▶ _TEXT TO READ_:
>>>

# Starblazer 05 model with large garage. Faults?



## tomos (Jun 13, 2011)

Hello there. Really not sure if this is the right section for this question, however..I have just taken on a 2005 Starblazer which we love. The problem is that after a journey of 400 miles to the coast (Cornwall) , I have noticed a serious issue with the tyre walls? When we went to purchase the truck, there was no / or very little indication of cracking or damage at all, yet..our first journey out, and the tyres have what seems to look like 'crazy paving' patterns on the side walls? The truck has only done 20000 miles and has a full mot.
Can any one advise please? Really would like some help as the dealer we purchased from, does not want to honour the warranty! 
Kindest regards Paul


----------



## tonyt (May 25, 2005)

20000 miles in 6 years, been parked up for long periods - in the sun? Original tyres?

Probably need a new set - be safe.


----------



## tomos (Jun 13, 2011)

*Tyre faults.*

Hi Tony.

Thanks for your reply. Looking at the 'DOT' code on the side walls, states that the tyres were new in 04! 
I am trying to get some help off the dealer but seem to be failing fast!


----------



## Techno100 (May 8, 2010)

My 2004 Autocruise was the same. The cracks only appear if you happen to park with the tyre at point of it's circumference that it has spent the most time parked. 
I bought 4 new Michelin's as soon as I spotted them and they were 03 tyres. I bought private so I had to put it down to experience.

BTW mine had only done 8,700 with 3 owners in 6 years. I have done nearly 11k myself


----------



## tomos (Jun 13, 2011)

*Tyre faults starblazer*

Thanks for that Techno 100

I thought I was doing the right thing buying from a dealer :roll: 
I too have learned early from the experience.

Kindest regards Paul


----------



## JohnsCrossMotorHomes (Jul 21, 2007)

<<<

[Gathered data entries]
>>>

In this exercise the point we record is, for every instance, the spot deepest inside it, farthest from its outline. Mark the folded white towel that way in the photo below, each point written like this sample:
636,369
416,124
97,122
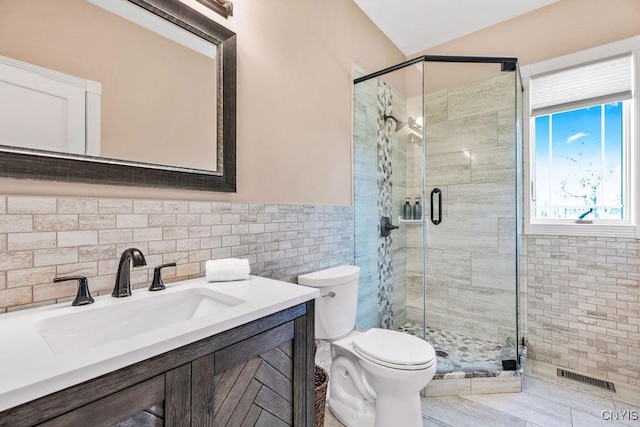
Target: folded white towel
227,269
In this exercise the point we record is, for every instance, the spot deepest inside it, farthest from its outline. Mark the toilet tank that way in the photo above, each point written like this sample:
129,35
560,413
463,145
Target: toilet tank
335,312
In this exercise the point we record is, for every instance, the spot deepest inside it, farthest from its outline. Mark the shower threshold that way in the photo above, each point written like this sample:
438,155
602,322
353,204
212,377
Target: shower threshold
460,356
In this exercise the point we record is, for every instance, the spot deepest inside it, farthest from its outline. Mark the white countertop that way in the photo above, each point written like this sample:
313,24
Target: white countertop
29,369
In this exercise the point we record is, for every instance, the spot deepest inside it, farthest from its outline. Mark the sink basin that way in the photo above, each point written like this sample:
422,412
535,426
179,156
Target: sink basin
94,327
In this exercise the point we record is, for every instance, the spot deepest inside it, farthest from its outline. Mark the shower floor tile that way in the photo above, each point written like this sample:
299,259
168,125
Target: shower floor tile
460,356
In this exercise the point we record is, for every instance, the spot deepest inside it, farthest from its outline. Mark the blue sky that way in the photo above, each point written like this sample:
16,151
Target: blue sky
578,158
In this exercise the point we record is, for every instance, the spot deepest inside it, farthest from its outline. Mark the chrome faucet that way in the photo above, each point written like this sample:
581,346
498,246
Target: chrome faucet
123,278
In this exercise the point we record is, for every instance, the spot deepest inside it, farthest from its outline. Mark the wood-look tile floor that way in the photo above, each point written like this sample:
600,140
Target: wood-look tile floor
544,401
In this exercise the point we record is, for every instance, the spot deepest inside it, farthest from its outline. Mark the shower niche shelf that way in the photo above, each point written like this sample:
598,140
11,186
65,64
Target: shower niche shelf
409,221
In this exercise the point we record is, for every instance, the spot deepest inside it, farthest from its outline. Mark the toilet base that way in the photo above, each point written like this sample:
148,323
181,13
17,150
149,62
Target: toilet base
348,416
393,410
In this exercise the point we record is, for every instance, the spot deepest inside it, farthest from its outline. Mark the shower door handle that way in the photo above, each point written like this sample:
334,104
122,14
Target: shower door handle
436,192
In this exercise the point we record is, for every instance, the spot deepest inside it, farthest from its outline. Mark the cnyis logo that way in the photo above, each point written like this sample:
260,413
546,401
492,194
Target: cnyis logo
620,415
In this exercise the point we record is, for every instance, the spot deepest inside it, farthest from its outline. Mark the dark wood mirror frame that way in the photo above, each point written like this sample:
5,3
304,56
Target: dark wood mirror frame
48,166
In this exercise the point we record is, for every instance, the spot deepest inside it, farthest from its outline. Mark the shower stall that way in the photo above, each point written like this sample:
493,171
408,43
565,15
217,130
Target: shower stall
443,132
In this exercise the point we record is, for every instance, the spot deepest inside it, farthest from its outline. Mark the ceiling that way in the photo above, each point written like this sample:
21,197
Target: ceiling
416,25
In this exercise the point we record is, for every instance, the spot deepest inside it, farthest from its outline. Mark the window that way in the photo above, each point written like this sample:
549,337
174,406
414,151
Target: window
581,158
579,167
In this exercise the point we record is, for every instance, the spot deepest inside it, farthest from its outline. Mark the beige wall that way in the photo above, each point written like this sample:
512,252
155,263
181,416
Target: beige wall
294,104
561,28
294,88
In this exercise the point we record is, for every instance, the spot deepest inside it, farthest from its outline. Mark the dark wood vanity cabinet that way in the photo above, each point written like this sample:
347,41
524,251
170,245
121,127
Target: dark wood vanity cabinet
260,373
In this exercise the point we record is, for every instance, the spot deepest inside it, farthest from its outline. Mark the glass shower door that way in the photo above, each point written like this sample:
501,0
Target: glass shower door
470,231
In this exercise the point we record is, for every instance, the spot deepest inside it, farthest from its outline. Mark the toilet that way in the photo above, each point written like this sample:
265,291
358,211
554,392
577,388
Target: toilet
376,376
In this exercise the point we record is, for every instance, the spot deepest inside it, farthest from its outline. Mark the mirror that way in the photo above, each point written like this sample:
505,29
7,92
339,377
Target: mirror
159,100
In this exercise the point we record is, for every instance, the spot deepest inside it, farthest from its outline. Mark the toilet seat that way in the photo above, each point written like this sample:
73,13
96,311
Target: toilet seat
395,350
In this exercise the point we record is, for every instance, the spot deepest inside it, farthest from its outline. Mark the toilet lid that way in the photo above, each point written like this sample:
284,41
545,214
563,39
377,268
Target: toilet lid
395,349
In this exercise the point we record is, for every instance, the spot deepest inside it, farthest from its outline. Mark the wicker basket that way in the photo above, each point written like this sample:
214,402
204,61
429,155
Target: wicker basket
321,381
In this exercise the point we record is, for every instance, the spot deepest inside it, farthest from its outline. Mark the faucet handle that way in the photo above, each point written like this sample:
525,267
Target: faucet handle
158,284
83,297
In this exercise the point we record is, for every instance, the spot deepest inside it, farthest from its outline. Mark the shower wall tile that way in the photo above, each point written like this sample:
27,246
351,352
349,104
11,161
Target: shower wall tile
86,241
507,235
449,168
470,264
494,165
464,133
443,267
462,324
493,270
435,107
507,127
485,200
474,234
490,94
484,304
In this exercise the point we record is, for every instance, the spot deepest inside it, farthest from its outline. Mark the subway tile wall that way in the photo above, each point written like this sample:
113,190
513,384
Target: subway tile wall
45,237
583,304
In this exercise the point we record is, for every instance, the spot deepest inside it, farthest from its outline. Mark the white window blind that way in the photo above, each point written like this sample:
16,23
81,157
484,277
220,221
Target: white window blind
598,82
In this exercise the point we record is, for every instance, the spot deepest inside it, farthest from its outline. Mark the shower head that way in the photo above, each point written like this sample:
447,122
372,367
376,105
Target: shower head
411,122
399,124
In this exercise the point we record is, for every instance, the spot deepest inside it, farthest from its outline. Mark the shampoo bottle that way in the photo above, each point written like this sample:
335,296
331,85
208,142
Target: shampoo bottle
417,210
407,212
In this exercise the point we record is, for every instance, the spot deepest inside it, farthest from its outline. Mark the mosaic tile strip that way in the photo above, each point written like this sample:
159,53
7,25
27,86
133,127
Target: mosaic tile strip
384,132
460,356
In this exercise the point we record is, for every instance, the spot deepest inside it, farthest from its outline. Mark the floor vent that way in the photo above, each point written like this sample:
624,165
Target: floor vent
587,380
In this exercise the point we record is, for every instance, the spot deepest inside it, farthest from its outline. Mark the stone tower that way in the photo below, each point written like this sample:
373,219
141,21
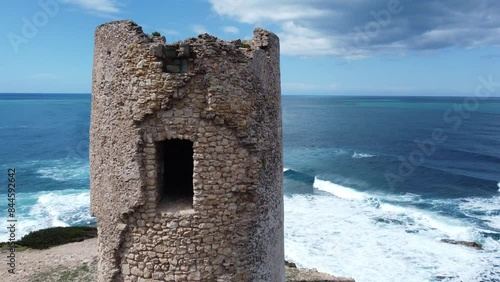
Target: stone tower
186,157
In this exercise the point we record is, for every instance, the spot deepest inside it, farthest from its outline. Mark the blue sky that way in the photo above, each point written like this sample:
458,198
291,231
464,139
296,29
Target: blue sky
338,47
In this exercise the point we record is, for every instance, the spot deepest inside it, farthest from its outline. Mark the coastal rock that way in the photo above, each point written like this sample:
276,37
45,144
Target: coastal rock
311,275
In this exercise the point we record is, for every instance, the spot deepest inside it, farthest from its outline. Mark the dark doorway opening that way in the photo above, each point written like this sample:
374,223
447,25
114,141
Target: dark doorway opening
176,175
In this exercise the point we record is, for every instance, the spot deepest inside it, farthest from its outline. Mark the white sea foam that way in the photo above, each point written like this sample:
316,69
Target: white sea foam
338,190
485,209
343,237
63,170
357,155
50,209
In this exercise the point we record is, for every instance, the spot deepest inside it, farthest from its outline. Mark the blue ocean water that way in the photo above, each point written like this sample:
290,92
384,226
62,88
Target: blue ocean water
372,184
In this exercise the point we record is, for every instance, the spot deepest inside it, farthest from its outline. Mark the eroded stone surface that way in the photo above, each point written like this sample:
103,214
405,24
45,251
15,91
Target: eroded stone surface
226,100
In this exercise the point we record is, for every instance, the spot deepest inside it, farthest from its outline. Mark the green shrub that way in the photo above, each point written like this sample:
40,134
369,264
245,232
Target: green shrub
46,238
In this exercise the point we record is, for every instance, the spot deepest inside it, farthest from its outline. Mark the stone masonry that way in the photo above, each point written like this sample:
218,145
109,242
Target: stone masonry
224,98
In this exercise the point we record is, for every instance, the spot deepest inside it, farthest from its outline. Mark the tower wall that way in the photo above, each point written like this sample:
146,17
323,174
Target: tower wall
225,97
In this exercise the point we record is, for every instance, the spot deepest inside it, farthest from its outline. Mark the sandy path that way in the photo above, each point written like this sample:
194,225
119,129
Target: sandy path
28,262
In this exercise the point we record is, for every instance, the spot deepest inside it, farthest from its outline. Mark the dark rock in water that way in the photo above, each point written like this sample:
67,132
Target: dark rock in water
311,275
464,243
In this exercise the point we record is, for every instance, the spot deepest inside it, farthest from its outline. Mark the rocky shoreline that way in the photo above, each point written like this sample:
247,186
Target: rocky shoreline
77,262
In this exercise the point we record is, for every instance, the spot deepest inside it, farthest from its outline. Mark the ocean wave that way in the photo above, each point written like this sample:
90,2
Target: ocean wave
342,237
51,209
399,209
64,170
338,190
357,155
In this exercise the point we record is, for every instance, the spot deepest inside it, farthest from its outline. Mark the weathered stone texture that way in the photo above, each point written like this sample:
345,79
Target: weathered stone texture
226,100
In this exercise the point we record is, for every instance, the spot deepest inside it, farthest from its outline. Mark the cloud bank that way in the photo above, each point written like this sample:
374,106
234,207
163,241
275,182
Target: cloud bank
361,28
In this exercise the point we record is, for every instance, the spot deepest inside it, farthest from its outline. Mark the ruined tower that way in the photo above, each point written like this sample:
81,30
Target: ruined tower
186,157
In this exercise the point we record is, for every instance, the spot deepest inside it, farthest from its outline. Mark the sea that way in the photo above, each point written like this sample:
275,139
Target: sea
372,184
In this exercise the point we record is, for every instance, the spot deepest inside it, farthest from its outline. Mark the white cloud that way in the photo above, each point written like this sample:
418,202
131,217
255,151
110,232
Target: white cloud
300,87
101,6
198,28
361,28
231,29
254,11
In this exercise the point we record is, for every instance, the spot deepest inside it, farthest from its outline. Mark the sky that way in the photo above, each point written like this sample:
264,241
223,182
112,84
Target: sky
328,47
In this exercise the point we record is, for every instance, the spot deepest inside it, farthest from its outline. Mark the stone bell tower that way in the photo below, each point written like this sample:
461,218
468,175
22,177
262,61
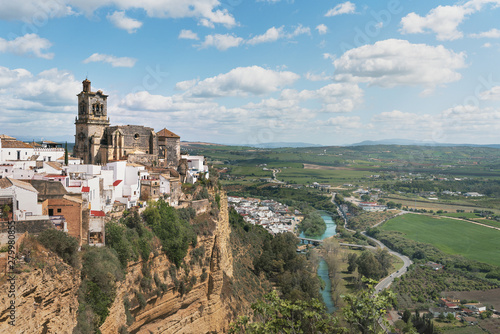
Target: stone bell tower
90,125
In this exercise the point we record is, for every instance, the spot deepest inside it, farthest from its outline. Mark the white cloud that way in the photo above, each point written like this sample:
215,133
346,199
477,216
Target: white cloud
38,104
459,124
332,98
396,62
340,97
114,61
271,35
443,20
342,8
187,34
242,81
207,11
491,94
120,20
493,33
185,85
27,44
30,10
50,87
322,29
329,56
221,42
9,77
345,122
300,30
317,77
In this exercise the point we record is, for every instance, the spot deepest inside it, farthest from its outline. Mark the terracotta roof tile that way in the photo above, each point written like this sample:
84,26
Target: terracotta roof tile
97,213
55,165
5,183
15,144
23,185
167,133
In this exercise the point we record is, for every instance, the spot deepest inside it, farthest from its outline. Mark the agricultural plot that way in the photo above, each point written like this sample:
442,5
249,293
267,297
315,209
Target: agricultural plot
450,236
434,205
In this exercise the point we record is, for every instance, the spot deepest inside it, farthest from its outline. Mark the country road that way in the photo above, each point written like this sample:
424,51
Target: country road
387,281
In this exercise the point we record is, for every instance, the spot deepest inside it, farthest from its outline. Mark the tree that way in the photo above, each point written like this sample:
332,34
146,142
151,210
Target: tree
64,245
406,315
66,154
368,265
384,259
365,198
5,211
352,262
365,310
276,315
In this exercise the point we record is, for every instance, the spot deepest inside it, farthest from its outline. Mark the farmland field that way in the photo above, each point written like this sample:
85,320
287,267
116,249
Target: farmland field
449,235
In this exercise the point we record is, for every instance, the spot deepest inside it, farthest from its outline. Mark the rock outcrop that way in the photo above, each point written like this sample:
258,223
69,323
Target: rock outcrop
46,291
204,308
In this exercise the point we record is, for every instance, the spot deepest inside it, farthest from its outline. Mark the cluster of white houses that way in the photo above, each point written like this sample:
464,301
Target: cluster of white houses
273,216
113,168
36,186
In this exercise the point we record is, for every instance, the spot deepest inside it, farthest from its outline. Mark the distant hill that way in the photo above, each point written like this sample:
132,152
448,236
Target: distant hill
417,143
284,144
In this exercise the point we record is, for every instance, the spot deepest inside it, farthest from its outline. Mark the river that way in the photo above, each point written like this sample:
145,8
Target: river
331,230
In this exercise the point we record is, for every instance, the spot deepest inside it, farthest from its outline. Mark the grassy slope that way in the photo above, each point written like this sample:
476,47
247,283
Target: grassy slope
451,236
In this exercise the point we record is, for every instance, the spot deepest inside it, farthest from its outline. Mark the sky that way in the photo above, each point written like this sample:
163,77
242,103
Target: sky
256,71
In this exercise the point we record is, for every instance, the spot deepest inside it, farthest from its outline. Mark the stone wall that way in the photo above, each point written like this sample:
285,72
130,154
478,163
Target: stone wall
30,226
204,309
46,296
72,212
173,152
143,159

<<<

▶ _PROBLEMS TO WORK ON_:
(1) In the forum thread about cracked motorhome tyres, what did the DOT code on the side walls show about the tyres?
(2) Go on with the forum thread about cracked motorhome tyres from the point where it stops.
These records were taken from a separate source.

▶ _EXPECTED ANSWERS_:
(1) It showed that the tyres were new in 2004.

(2)
The tyres are the only point of contact on the road, cracked walls, we change them, tyres over five years old, we change them before sale.

Peter


----------



## tomos (Jun 13, 2011)

*Tyre faults Starblazer*

Hi Peter.

Every one I have spoken to since, has said the same thing as yourself. 5 Years or more , then the tyres are changed. Really dont understand the issue with this guy? Especially having told them that we were stopped at a check point and showed the faults by a inspector chappy? Even he said that they should be changed due to lamination faults. 
I believe the only way forward with this is to go legal and put it in the hands of our solicitors.
Thanks any way for your answer.
Kindest regards Paul


----------



## TR5 (Jun 6, 2007)

I should write to your dealer, quoting "fit for purpose". Try and get a tyre dealer to examine and give a written report as to their condition, and include a copy.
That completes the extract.